## Challenge
Return each line of the records that contains the word "open".

## Raw data
________

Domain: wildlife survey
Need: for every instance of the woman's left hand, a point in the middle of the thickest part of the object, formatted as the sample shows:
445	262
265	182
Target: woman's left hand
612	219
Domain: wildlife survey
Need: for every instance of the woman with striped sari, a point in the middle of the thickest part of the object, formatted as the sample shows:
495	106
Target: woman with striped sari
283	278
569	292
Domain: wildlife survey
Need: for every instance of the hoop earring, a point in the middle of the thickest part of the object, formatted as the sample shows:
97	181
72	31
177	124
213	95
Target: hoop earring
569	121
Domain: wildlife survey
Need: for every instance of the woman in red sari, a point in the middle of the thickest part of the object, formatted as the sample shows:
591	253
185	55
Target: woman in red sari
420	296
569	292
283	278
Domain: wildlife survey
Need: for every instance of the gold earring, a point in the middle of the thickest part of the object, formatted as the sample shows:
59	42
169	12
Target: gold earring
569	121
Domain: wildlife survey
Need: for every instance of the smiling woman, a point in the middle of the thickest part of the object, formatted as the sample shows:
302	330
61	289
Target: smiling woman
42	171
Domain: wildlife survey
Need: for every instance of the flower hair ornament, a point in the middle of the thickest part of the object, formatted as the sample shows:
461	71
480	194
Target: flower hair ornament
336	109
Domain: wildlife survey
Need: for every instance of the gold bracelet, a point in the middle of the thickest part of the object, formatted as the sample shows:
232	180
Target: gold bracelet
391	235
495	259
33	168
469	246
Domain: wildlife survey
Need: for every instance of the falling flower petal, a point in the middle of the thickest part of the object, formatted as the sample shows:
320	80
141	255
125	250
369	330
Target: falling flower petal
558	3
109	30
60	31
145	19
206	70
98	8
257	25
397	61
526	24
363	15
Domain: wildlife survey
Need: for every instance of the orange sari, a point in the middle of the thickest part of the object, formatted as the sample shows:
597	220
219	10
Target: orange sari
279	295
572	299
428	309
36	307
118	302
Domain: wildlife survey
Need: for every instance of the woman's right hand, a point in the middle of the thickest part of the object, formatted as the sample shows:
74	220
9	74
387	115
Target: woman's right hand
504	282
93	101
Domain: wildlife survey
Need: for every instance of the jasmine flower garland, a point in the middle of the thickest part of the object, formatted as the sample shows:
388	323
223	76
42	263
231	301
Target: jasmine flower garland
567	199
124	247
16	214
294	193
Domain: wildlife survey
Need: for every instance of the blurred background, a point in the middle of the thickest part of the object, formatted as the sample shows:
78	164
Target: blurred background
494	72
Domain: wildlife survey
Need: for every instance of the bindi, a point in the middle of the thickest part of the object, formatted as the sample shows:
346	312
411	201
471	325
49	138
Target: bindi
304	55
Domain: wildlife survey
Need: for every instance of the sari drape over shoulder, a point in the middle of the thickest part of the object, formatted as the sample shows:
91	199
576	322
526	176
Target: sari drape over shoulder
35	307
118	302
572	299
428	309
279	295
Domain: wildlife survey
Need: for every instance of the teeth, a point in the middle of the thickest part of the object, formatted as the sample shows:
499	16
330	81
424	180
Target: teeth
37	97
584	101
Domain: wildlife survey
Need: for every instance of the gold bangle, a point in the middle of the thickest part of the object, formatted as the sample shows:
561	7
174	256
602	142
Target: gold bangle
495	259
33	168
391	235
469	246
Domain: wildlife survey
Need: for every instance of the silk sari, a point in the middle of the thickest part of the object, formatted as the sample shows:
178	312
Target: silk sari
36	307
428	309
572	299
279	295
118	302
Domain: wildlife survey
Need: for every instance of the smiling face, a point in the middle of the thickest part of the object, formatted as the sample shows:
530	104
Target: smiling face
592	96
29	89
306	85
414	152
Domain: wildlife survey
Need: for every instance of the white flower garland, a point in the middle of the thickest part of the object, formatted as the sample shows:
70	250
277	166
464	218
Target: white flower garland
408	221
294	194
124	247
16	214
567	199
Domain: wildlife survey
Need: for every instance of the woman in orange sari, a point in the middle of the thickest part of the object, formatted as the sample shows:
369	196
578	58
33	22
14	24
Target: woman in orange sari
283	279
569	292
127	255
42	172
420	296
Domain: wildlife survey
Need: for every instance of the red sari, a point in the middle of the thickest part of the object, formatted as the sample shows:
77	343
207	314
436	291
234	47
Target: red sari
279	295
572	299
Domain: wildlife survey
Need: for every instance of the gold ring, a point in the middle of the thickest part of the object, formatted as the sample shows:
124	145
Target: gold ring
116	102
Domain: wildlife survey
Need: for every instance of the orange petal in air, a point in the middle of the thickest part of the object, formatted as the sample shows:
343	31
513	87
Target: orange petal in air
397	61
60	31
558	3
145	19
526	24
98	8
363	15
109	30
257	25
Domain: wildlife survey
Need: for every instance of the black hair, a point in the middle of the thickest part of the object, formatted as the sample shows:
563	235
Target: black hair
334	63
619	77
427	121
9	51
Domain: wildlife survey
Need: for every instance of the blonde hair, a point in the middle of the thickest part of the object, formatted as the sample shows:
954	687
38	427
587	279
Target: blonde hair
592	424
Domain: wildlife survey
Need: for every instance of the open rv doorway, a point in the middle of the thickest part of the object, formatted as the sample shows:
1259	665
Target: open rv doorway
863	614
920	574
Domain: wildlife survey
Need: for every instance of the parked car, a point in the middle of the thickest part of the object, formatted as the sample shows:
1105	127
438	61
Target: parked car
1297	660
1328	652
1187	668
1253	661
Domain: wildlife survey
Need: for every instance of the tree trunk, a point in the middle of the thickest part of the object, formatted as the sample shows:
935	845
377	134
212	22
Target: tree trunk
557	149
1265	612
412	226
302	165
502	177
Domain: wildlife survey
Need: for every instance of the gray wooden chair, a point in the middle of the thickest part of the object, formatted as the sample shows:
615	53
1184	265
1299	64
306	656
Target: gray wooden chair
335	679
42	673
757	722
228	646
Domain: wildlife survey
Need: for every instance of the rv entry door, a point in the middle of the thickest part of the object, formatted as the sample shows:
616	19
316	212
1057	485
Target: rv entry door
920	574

________

## Output of the exercise
Need: for every instance of the open rv doorway, a point in the middle of the thickest part of the object, formatted as the sample shows:
Target: open rv doorway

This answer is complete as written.